-- Start DATA LISTING --
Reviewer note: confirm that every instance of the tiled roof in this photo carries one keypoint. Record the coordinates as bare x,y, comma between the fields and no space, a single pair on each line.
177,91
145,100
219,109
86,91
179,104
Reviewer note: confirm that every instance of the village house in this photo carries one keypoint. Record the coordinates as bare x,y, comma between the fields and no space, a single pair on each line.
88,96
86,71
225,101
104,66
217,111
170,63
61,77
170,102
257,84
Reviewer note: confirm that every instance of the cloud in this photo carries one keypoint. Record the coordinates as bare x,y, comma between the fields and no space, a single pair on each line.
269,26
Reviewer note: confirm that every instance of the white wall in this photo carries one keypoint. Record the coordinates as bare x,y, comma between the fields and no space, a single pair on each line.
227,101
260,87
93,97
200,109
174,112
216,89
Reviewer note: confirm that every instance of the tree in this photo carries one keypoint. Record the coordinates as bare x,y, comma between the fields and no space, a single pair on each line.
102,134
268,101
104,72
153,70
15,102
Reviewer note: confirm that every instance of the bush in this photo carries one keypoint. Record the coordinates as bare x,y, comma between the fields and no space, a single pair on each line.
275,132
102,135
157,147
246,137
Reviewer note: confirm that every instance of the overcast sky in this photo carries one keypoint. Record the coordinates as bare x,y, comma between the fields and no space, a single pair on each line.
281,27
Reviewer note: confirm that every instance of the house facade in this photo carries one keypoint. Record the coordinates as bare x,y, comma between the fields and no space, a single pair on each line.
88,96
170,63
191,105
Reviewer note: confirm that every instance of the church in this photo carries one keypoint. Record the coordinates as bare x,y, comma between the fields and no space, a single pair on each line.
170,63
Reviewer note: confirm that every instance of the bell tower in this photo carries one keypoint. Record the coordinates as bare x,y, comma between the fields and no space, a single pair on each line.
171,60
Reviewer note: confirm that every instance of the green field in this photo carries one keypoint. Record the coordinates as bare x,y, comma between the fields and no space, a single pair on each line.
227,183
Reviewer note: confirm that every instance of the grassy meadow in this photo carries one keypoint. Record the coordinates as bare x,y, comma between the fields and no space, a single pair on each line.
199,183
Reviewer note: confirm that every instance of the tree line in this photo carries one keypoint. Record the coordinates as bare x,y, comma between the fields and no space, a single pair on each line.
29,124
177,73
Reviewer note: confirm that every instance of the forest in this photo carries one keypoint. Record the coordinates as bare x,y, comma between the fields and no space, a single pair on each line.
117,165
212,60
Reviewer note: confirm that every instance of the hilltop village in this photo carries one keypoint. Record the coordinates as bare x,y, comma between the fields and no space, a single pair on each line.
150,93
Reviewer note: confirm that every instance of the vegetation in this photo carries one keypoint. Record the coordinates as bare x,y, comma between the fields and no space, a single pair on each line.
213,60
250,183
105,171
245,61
-- End DATA LISTING --
JOB — Repeat the entire listing above word for word, leaving every line unchanged.

EXERCISE RESPONSE —
Reviewer note: confirm that every instance of the tiled roof in this photo carries one keypoint. Record the coordinates as bare x,y, comma between the fields and no space, a single pair on each line.
177,91
145,100
219,109
86,91
179,104
Reviewer note: confirm that every instance of the village house in this photo carries one keypoint. Record the coordinates as bare x,y, comma between the fields and no space, a single pair on each line.
88,96
86,71
225,101
104,66
217,111
170,63
61,77
170,102
257,84
Reviewer note: confirm that every instance of the cloud in this photo carries one keypoint. Record the coordinates as bare x,y, comma between the fields and no space, a single pair on each line.
269,26
Reviewer note: confirm that every instance of the white wall in this photo carries one keypoint. Record the coordinates as bare x,y, comma between the fields and no space, a single pair on each line.
227,101
260,87
93,97
200,109
174,112
216,89
Reviewer note: confirm that every instance of the tree in this photo carries one keypoint. Record the coordinates as bare x,y, comma between the fields and no space, a single pair on each line.
102,134
268,101
104,72
153,70
15,102
Reviewer note: confirm that every instance of the bush in this photo carries one keypoint. Record the coordinates as bare x,y, comma between the fields and no space, a single pair on each line.
275,132
102,135
157,147
246,137
Reviewer note: confirm that every instance of the overcast sky in this photo carries one keypoint. Record the coordinates as bare x,y, comma between the fields and no space, a single pair on each line.
281,27
Reviewer note: confirm that every instance of the house facade in this photo carries one keypoint. Record the coordinates as bare x,y, comma between the fields and no space, a single pair on each line.
88,96
170,63
191,105
Reviewer note: confirm that every instance of the church in this photo carries one keypoint. Record the coordinates as bare x,y, comma between the fields and no space, a single pair on each line.
170,63
Reviewer note: confirm that every instance of the bell tower in this photo carries one keypoint. Record the coordinates as bare x,y, comma between the fields and no space, a single pair on each line.
171,60
Reviewer note: confirm that every instance of the green field in this photo carries one keypoint. Record the coordinates as bare x,y, comma between the fields and no space, a single pair on each line.
227,183
Reviewer note: confirm that every instance of the grassy meadow in this photo carries one keypoint. Record the coordinates as bare x,y, comma between the fields and no space, a single pair on each line.
199,183
Reviewer note: confirm that every instance of the tree line in this photo carries one keypoint. Record the coordinates as bare x,y, comma between the fields and no space, a single pair on each line.
29,124
177,73
Reviewer note: confirm that every instance of the forest in this photo carries one keypoint. Record the coordinates as bare x,y, comma between the fields and no space, a single pair on each line.
117,165
212,60
Reviewer note: confirm that every instance of the hilltop village in this photo carries one keypoint. Record the coordinates as bare x,y, comma between the fields and no space, a single pair on each line.
150,93
Reviewer note: confirm that every instance of the vegetation in this photo carries one keypoint. Record the coordinates as bare x,y, comma between the fields and no space, a single pair on each line.
213,60
250,183
105,171
245,61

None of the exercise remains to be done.